Clerk of the Circuit Court of Cook County
- In office December 1, 2000 – December 1, 2020
- Preceded by: Aurelia Pucinski
- Succeeded by: Iris Martinez

Village Administrator of Dolton, Illinois
- In office October 2021 – December 2021
- Appointed by: Tiffany Henyard
- Succeeded by: Keith Freeman

Personal details
- Born: Dorothy Ann Brown September 4, 1953 (age 73) Minden, Louisiana, U.S.
- Party: Democratic
- Spouse: Benton Cook ​(m. 2009)​
- Children: 1
- Education: Southern University (BS) DePaul University (MBA) Illinois Institute of Technology (JD)

= Dorothy Brown (politician) =

American politician

Dorothy Ann Rabb Brown Cook (born September 4, 1953) is an American lawyer and politician affiliated with the Democratic Party who served as the clerk of the Circuit Court of Cook County from 2000 through 2020.

• EXERCISES TO COMPLETE:
**a.** Summarize the Dorothy Brown text in two sentences.
**b.** Extend the Dorothy Brown text, picking up after its final sentence.
The material that comes next stands apart from the Dorothy Brown text.

• STORED DATA:
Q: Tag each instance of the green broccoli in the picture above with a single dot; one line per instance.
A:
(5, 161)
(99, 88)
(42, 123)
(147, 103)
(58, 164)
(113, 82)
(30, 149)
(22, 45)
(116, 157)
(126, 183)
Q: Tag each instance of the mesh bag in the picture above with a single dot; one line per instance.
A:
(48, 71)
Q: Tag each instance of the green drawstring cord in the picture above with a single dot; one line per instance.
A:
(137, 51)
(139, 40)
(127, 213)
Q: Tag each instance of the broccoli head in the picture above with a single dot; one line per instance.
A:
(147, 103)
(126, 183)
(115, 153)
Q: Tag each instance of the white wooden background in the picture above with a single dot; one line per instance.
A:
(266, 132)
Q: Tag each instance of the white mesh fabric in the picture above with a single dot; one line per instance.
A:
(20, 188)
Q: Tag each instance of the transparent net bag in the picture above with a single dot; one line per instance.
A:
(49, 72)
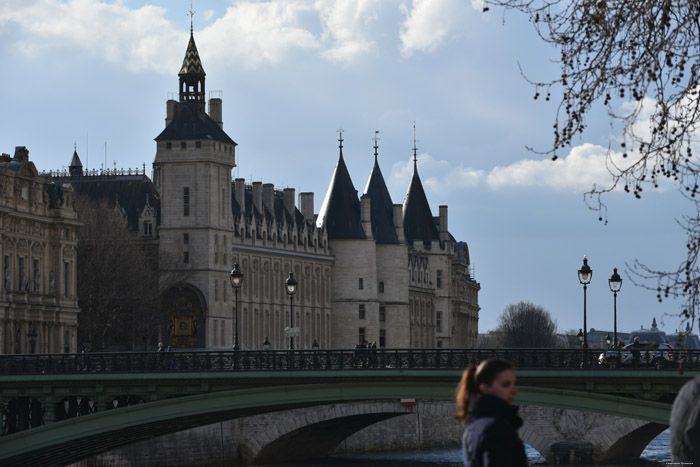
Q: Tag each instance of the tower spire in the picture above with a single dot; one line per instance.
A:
(415, 148)
(376, 145)
(340, 140)
(191, 13)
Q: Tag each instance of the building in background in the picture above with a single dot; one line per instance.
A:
(38, 304)
(367, 269)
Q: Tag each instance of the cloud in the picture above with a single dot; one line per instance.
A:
(254, 33)
(249, 34)
(430, 23)
(584, 167)
(345, 33)
(137, 38)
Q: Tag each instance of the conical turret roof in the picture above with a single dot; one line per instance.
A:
(192, 64)
(418, 221)
(75, 161)
(382, 208)
(340, 211)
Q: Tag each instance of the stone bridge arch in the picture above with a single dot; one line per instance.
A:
(614, 439)
(306, 433)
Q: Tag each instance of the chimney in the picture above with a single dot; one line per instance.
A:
(257, 195)
(366, 215)
(240, 193)
(170, 111)
(398, 222)
(289, 202)
(21, 154)
(444, 234)
(306, 204)
(215, 110)
(269, 197)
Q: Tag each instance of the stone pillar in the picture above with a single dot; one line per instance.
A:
(366, 215)
(398, 222)
(289, 201)
(215, 111)
(170, 111)
(240, 193)
(444, 235)
(306, 205)
(257, 195)
(269, 197)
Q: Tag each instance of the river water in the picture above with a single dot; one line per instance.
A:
(657, 453)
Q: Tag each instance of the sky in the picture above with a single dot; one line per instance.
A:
(96, 74)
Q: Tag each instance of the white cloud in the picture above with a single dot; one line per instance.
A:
(584, 167)
(253, 33)
(345, 34)
(250, 33)
(139, 39)
(430, 23)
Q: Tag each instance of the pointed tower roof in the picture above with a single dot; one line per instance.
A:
(382, 208)
(76, 167)
(418, 221)
(192, 64)
(75, 161)
(340, 211)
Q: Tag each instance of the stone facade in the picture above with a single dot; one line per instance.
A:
(367, 269)
(38, 304)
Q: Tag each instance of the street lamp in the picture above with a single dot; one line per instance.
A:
(32, 338)
(585, 274)
(236, 282)
(291, 285)
(615, 283)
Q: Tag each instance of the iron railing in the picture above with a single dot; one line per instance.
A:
(279, 360)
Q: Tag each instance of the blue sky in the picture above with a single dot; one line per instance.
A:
(292, 72)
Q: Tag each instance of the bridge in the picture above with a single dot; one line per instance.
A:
(62, 408)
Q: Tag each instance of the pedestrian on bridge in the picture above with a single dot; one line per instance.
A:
(485, 397)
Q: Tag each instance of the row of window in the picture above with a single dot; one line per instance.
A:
(25, 283)
(380, 285)
(362, 337)
(198, 145)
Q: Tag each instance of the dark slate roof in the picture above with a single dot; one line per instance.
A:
(191, 123)
(340, 212)
(382, 208)
(75, 161)
(418, 221)
(192, 64)
(130, 191)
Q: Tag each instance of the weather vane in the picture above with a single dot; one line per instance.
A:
(340, 132)
(191, 14)
(415, 148)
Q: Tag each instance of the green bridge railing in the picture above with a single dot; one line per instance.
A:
(252, 360)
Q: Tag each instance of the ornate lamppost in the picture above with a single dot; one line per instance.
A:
(585, 274)
(236, 282)
(615, 283)
(291, 285)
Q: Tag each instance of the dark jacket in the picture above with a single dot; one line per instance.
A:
(491, 439)
(685, 423)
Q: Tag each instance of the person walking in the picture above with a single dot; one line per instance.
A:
(685, 424)
(485, 397)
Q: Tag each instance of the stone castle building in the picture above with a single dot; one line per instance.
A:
(367, 269)
(38, 303)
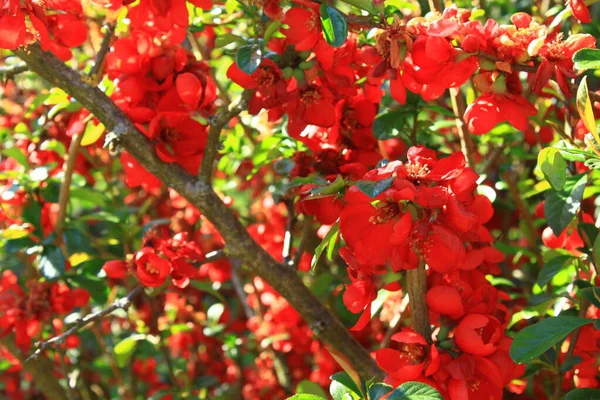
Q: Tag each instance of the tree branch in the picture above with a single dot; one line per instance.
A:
(40, 371)
(416, 281)
(71, 157)
(123, 303)
(9, 71)
(284, 280)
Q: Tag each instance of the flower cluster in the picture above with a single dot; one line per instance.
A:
(26, 313)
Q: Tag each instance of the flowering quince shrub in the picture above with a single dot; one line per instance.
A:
(299, 199)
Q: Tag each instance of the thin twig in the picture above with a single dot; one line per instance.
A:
(395, 323)
(9, 71)
(211, 257)
(122, 303)
(71, 157)
(307, 231)
(202, 52)
(239, 287)
(161, 344)
(71, 395)
(523, 209)
(288, 239)
(214, 132)
(102, 52)
(466, 143)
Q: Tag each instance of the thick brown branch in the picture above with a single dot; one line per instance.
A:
(199, 193)
(416, 280)
(9, 71)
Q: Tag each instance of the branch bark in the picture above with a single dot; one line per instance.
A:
(323, 323)
(416, 280)
(41, 371)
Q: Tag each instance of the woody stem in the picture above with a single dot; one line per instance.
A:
(416, 280)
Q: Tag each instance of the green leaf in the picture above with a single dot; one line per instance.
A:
(310, 387)
(92, 133)
(415, 391)
(335, 30)
(585, 109)
(583, 394)
(374, 188)
(569, 363)
(214, 312)
(595, 248)
(51, 263)
(534, 340)
(328, 241)
(125, 348)
(386, 126)
(553, 166)
(206, 286)
(96, 286)
(587, 59)
(248, 58)
(18, 155)
(227, 38)
(561, 206)
(378, 390)
(342, 384)
(333, 188)
(592, 294)
(551, 268)
(271, 29)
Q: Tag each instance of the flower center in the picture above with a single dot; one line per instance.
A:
(310, 96)
(384, 213)
(415, 353)
(169, 135)
(416, 171)
(266, 77)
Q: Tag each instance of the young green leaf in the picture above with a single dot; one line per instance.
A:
(534, 340)
(553, 166)
(415, 391)
(587, 59)
(551, 268)
(328, 241)
(584, 108)
(51, 263)
(561, 206)
(378, 390)
(335, 30)
(583, 394)
(374, 188)
(305, 396)
(248, 58)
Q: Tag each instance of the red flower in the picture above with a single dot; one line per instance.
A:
(267, 80)
(477, 334)
(151, 269)
(326, 209)
(304, 28)
(490, 109)
(409, 358)
(445, 300)
(310, 105)
(115, 269)
(580, 11)
(473, 378)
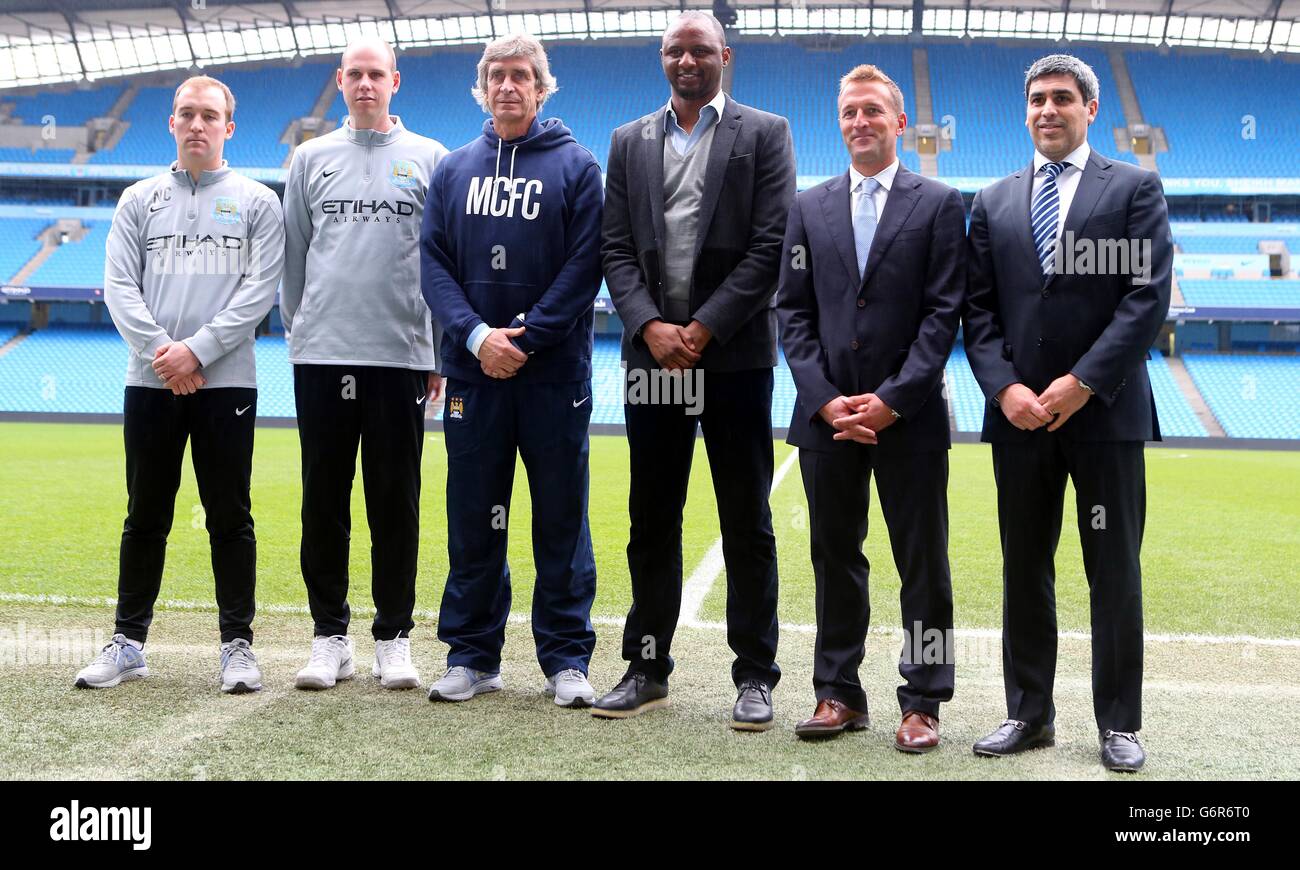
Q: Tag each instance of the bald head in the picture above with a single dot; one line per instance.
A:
(368, 50)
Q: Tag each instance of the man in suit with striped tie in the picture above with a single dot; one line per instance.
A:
(1057, 336)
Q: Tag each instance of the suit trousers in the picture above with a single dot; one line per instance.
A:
(219, 424)
(1110, 501)
(913, 489)
(736, 416)
(381, 410)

• REPLIES:
**a.** Dorothy Ann Rabb Brown Cook, born September 4, 1953, in Minden, Louisiana, is an American lawyer and Democratic politician who served as clerk of the Circuit Court of Cook County from 2000 through 2020. She was later appointed by Tiffany Henyard as village administrator of Dolton, Illinois, a post she held from October to December 2021.

**b.**
Brown's tenure was criticized for inefficiency in the clerk's office and a failure to adequately update the office's operations with digital systems. She was also criticized for sizable use of political patronage. Her tenure was plagued by many scandals regarding her ethics. She and numerous associates have been the subjects of criminal investigations into alleged involvement in corruption schemes.

Brown was an unsuccessful candidate for mayor of Chicago in the 2007 and 2019 elections, an unsuccessful candidate for Chicago city clerk in 1999, and an unsuccessful candidate for president of the Cook County Board of Commissioners in 2010. After her tenure as clerk of courts ended, Brown spent several months as the village administrator of Dolton, Illinois.

== Early life, family, and education ==
Brown grew up in Minden, Louisiana, one of eight children. Her father worked in the laundry room of the Louisiana Army Ammunitions Plant near Minden. He also owned a cotton farm in Athens, Louisiana, where Brown and her seven siblings helped him pick and chop cotton. Brown's mother worked as a cook and a domestic.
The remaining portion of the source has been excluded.